EXERCISE REQUIREMENTS: Could you copy out the rows below, swapping each "pixel coordinates" for "image coordinates" and leaving everything else unchanged?

# INPUT DATA start

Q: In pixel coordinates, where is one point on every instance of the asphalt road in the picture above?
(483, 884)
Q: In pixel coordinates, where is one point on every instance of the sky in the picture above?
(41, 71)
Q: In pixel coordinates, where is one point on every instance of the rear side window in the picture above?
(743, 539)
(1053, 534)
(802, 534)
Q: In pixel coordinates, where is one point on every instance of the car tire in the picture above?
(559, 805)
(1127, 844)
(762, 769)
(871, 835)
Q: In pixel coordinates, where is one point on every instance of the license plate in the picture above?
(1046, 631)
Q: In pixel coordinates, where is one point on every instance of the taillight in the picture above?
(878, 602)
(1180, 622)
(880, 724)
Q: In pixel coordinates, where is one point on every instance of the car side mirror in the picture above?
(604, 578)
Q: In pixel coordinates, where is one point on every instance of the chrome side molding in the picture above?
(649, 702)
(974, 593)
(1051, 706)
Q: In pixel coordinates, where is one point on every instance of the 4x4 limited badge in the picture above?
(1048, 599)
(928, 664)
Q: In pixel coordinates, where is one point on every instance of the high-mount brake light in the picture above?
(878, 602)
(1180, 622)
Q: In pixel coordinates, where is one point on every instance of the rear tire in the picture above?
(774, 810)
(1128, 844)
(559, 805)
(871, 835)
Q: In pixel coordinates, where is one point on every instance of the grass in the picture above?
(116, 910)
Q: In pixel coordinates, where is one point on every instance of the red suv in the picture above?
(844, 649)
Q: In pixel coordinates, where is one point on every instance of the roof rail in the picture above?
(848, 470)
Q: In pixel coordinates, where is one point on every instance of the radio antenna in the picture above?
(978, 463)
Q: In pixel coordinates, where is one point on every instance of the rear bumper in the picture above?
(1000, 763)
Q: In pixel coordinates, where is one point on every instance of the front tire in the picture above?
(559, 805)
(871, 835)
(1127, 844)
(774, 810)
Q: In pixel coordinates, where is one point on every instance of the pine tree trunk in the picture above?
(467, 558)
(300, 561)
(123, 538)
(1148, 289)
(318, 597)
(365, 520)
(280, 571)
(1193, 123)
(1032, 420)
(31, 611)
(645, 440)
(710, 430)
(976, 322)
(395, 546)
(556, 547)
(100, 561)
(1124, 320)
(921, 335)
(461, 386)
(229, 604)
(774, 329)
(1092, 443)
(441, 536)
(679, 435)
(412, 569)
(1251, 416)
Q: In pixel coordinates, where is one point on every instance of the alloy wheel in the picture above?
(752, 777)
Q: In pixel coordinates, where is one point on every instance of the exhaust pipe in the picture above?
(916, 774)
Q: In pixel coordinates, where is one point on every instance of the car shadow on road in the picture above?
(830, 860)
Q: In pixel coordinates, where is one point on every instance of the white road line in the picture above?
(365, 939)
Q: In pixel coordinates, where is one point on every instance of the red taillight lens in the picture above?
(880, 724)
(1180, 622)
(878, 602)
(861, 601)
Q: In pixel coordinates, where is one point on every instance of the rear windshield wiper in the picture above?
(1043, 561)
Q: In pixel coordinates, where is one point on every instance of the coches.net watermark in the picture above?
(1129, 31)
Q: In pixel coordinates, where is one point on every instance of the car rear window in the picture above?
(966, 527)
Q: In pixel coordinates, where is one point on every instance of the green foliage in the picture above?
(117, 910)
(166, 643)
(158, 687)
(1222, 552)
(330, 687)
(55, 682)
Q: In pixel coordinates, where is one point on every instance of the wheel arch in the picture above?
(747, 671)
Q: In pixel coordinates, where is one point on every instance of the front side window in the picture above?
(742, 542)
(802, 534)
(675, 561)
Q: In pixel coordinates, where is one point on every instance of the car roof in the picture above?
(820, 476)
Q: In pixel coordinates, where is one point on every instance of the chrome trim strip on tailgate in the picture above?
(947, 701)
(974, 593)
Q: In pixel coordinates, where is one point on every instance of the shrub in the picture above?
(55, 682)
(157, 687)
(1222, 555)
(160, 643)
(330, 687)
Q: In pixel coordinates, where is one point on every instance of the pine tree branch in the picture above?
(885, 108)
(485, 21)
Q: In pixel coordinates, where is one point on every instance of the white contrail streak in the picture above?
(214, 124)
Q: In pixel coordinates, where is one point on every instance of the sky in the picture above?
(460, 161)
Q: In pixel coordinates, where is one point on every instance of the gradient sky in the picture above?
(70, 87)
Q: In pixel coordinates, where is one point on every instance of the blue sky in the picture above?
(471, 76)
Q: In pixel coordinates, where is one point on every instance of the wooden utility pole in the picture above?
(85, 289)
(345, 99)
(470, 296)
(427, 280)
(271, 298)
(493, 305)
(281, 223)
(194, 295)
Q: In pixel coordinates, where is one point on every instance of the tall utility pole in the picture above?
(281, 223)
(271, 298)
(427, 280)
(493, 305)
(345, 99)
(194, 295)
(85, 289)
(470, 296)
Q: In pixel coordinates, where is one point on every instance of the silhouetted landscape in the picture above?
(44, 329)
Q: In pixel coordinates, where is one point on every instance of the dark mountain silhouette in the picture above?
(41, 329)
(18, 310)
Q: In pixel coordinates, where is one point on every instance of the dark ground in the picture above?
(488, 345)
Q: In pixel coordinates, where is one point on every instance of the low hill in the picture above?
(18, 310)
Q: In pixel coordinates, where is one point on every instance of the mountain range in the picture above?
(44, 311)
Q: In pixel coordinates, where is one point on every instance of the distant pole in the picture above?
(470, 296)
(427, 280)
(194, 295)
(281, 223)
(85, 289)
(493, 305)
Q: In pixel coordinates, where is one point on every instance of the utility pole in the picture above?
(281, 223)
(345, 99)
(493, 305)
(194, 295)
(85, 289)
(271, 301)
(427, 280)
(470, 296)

# INPUT DATA end

WRITTEN ANSWER:
Q: In image coordinates, where is one point on every instance of the asphalt road in the picture above?
(483, 884)
Q: In image coordinates, where is one point on every instance of the sky in the picture above?
(41, 71)
Q: In image coordinates, where is one point on every instance of the rear side window in the picture above?
(743, 539)
(1053, 534)
(802, 534)
Q: In image coordinates, where is one point on every instance of the car tire in the picture above?
(559, 805)
(1127, 844)
(762, 769)
(871, 835)
Q: In image coordinates, where is one point on every instance of the license plate in the picture above?
(1046, 631)
Q: In image coordinates, where is one point on every instance of the taillight in the picture above?
(878, 602)
(1180, 622)
(880, 724)
Q: In image coordinates, where is one point on every instance of the car side mirror in the picture above?
(604, 578)
Q: In image coordinates, where is one point on every instance of the chrome side molding in the picture above?
(649, 702)
(974, 593)
(1051, 706)
Q: In image coordinates, where is one point on every instance of the 4x4 limited badge in the picture above?
(1048, 599)
(928, 664)
Q: In image coordinates, where is one point on every instance of the high-mount brake light in the picture above?
(878, 602)
(1180, 622)
Q: In image coordinates, where is one point on every instance of the rear tire in the picture above?
(774, 810)
(1128, 844)
(559, 805)
(871, 835)
Q: In image coordinates, where is one point on every instance of the grass in the picture above?
(116, 910)
Q: In image coordinates, where is one point on every instance of the red suv in the picture above?
(844, 649)
Q: In image coordinates, where is one point on every instance of the roof rail in the picture above?
(848, 470)
Q: In image coordinates, where is one point on every instance of the radio antenna in the picture above?
(978, 463)
Q: In image coordinates, where is one point on every instance of the rear bumper in the picture above?
(1000, 763)
Q: In image coordinates, where is one point on every instance of the front tire in the picture above?
(559, 805)
(871, 835)
(1127, 844)
(774, 810)
Q: In image coordinates, where is one point on every instance of the pine tree trunk in the picture above?
(467, 558)
(300, 561)
(123, 538)
(1148, 289)
(318, 597)
(365, 520)
(280, 571)
(1193, 123)
(1032, 420)
(31, 611)
(645, 440)
(710, 430)
(976, 322)
(395, 546)
(556, 547)
(100, 561)
(1124, 320)
(921, 335)
(461, 386)
(229, 604)
(774, 329)
(1092, 443)
(441, 536)
(679, 435)
(412, 569)
(1251, 416)
Q: In image coordinates, where is one point on every instance of the alloy wheel in the picture above?
(752, 777)
Q: In image coordinates, where is one point on every instance of the exhaust pipe in the picture above?
(916, 774)
Q: In image coordinates, where is one point on every instance of the car shadow on road in the picture above?
(830, 860)
Q: In image coordinates, where is one point on every instance of the white road line in the picture above?
(365, 939)
Q: In image coordinates, where is one point on every instance of the red taillight lens in the picture above?
(880, 724)
(1180, 622)
(878, 602)
(861, 601)
Q: In image coordinates, where is one point on every instance of the rear windshield wiper in the picture above?
(1043, 561)
Q: In image coordinates, where is one point on every instance of the coches.net watermark in the picture above?
(1129, 31)
Q: In image coordinates, where is one point on every instance of the car rear window in the picture above?
(966, 527)
Q: In image coordinates, where is one point on every instance of the green foliage in the picture above?
(117, 910)
(166, 643)
(158, 687)
(1222, 552)
(330, 687)
(55, 682)
Q: In image coordinates, where is one point on every instance of the wheel arch in the picture above?
(747, 671)
Q: In image coordinates, where is one point on every instance of the front side window in the picture above?
(742, 542)
(802, 534)
(675, 561)
Q: In image coordinates, where is one point on every instance of the car roof in the picture above?
(820, 476)
Q: In image coordinates, where is one point on every instance of the chrome trim strip on tailgate in the picture above?
(947, 701)
(974, 593)
Q: In image coordinates, where is one point on every instance of the shrub in the picture above?
(55, 682)
(157, 687)
(1222, 555)
(160, 643)
(330, 687)
Q: In image coordinates, where is one point on every instance of the pine tree branch in the picture above?
(885, 108)
(485, 21)
Q: In image coordinates, where is one point on every instance of the white contrail streak in the picture above?
(214, 124)
Q: In image coordinates, where is one point on every instance of the sky in the picture above?
(460, 161)
Q: In image coordinates, where is one point on every instance of the gradient sky in the picture above?
(70, 87)
Q: In image coordinates, where is one point on every instance of the blue sky in the picture above?
(471, 76)
Q: In image coordinates, where is one point on every instance of the wooden utility pole in the picture above?
(85, 289)
(345, 99)
(470, 296)
(427, 280)
(271, 298)
(493, 305)
(281, 223)
(194, 295)
Q: In image coordinates, where is one point on every instance of the tall utility pole in the picture above?
(281, 223)
(271, 298)
(427, 280)
(493, 305)
(345, 99)
(194, 295)
(85, 289)
(470, 296)
Q: In image coordinates, where is one point on every instance of the silhouetted landscape in the picture above?
(44, 329)
Q: In image coordinates, where is one point on every instance of the dark mountain silhouette in the picture above?
(41, 329)
(18, 310)
Q: In image coordinates, where is one point on every instance of the dark ground in the picture above?
(488, 345)
Q: In image coordinates, where is one point on every instance of the low hill in the picture above?
(18, 310)
Q: In image coordinates, where is one point on every instance of the mountain range in the picture above?
(44, 311)
Q: In image coordinates, where is one point on every instance of the distant pole in the picture above?
(470, 296)
(427, 280)
(194, 295)
(281, 223)
(85, 289)
(493, 305)
Q: In image coordinates, where is one point on every instance of the utility pole in the picture above?
(281, 223)
(345, 99)
(493, 305)
(194, 295)
(85, 289)
(271, 301)
(427, 280)
(470, 296)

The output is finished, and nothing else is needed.